Extracted material:
========================
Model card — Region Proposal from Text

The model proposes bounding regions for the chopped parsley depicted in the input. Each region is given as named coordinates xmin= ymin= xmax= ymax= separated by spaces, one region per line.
========================
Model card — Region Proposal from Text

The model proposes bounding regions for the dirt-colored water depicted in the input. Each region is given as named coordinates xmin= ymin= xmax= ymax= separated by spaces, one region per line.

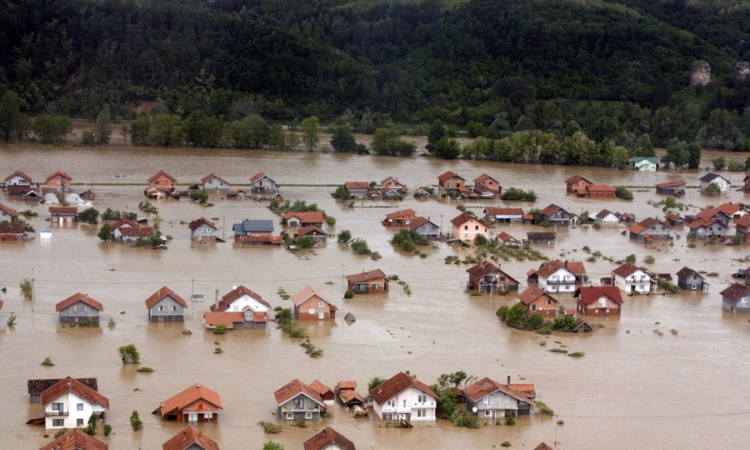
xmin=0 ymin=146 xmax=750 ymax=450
========================
Problem to solve:
List every line of the records above that contains the word "given". Treat uppercase and lowercase letters as distinct.

The output:
The model proposes bounding regions for the chopped parsley depicted in the input. Each region is given as named coordinates xmin= ymin= xmax= ymax= separated by spaces, one region per line.
The model proposes bounding regions for the dirt-colored water depicted in the input. Each region is given as named coordinates xmin= ymin= xmax= ymax= separated by spaces, one region per line.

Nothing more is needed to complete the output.